* [WHAT THE TASK REQUIRES]:
Return all of the data exactly, with nothing left out but the pictures.

* [EXERCISE MATERIALS]:
-- Opening Marker --
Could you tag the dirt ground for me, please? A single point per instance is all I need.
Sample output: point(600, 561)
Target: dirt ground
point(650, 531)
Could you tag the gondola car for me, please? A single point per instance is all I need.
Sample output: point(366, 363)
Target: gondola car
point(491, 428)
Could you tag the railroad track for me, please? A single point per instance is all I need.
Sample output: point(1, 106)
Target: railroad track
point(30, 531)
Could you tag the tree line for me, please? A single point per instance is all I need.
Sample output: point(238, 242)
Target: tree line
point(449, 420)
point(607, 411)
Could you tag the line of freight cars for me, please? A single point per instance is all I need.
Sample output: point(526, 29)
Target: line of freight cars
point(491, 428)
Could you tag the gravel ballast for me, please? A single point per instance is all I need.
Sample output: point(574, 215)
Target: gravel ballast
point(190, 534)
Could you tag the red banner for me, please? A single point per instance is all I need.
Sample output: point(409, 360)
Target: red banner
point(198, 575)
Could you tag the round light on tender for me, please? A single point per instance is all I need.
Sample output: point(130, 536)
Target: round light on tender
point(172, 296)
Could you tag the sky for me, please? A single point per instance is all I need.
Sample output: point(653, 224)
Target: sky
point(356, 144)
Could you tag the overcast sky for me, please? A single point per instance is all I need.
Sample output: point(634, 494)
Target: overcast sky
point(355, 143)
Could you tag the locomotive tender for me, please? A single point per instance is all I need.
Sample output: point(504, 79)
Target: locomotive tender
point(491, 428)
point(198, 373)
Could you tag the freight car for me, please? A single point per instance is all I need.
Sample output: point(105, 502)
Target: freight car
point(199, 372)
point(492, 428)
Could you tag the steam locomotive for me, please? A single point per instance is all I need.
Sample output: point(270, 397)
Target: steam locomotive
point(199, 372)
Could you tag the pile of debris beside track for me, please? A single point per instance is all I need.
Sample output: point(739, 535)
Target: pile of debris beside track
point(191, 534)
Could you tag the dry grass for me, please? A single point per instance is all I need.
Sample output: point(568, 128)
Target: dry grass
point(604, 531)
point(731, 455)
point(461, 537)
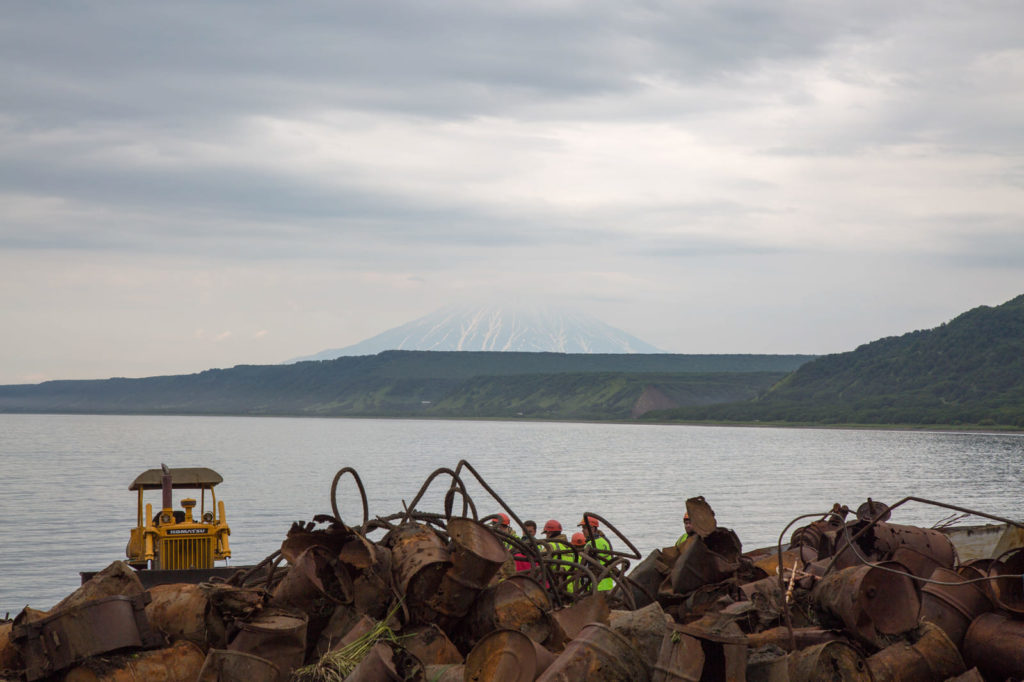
-- Closing Marker --
* [OUTPUT OF THE TASK]:
Could you tag the dirt ground for me, please? A single point per instance is all I need.
Sample output: point(600, 561)
Target: dirt ground
point(650, 531)
Could you tag the gondola car for me, please? A single point per instance is all I need.
Sample output: point(366, 363)
Target: gondola car
point(491, 428)
Could you tag the railroad track for me, please? A single point per instance is all I need.
Sample output: point(1, 106)
Target: railroad track
point(30, 531)
Could you tag the tree line for me, please? A single point per instance is all I need.
Sample output: point(238, 242)
Target: tree line
point(449, 420)
point(607, 411)
Could you tag the line of freight cars for me, please? A single point per instance is all I need.
Sample output: point(526, 29)
Target: line of freight cars
point(491, 428)
Could you tag the gravel ballast for me, please? A single point per instance is all I need.
Sample output: point(574, 215)
Target: gravel ballast
point(190, 534)
Could you tag the red banner for me, please? A single point per instance is all I need.
Sample output: point(409, 360)
Target: red banner
point(198, 575)
Could you tag the round light on tender for me, please? A single point per instance is all I need.
Sample output: point(130, 536)
Target: round light on tender
point(172, 296)
Could you tag the sky for me, please? A single point per instance is all I need.
Sample output: point(653, 224)
Target: sky
point(356, 144)
Could you tag the overcast sky for me, please? A single point per instance is all I need.
Sample output: point(634, 494)
Target: overcast sky
point(355, 143)
Could you tag the locomotive tender for me, please? A single point per instance is all I need.
Sample output: point(504, 79)
Target: locomotive tender
point(491, 428)
point(198, 373)
Could you tag the freight car for me, please? A single point per instance is all I need.
Sample output: point(105, 502)
Target: freight car
point(199, 372)
point(492, 428)
Could you tag the steam locomotive for me, please? A single point per instance is all I need.
Sample output: point(270, 397)
Target: steam locomotive
point(199, 372)
Could you tag the pile of debris beside track for me, please? A single point per instance is all I need.
Sample output: point(739, 535)
Target: pile of debris beside track
point(191, 534)
Could you tag the dry grass for me, please? A single point per instance is all I need.
Sample output: point(568, 128)
Target: dry grass
point(604, 531)
point(731, 455)
point(461, 537)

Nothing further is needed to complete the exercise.